### WHAT THE TASK REQUIRES
Every line in the records below that holds "metal" must be identified and copied.

■ ■ ■ ■ ■

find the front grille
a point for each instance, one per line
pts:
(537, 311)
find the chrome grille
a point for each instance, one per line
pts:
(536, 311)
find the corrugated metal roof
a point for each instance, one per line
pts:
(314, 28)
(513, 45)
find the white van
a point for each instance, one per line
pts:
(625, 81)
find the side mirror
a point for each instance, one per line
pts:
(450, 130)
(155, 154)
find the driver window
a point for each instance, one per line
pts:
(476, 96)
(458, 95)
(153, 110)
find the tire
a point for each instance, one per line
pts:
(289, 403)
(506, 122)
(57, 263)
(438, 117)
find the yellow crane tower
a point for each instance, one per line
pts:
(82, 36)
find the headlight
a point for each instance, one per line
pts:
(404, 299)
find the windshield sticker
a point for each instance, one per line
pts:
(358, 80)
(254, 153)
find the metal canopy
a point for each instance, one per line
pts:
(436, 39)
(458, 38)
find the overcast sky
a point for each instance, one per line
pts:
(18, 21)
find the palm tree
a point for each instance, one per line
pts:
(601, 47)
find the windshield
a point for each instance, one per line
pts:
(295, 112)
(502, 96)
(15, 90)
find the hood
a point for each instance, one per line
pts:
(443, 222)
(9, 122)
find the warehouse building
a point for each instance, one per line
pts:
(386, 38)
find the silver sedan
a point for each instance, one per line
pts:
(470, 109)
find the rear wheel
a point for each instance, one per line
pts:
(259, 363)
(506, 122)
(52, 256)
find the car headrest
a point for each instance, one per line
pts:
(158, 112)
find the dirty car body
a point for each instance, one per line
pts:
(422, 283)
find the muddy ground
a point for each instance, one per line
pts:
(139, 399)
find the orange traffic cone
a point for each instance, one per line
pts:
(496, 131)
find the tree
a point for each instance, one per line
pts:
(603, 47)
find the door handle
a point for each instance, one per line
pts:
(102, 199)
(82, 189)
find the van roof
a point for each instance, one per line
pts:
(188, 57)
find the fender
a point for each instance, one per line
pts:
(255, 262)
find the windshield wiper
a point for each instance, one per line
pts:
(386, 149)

■ ■ ■ ■ ■

### ANSWER TO THE PROBLEM
find the corrugated metal roof
find the metal canopy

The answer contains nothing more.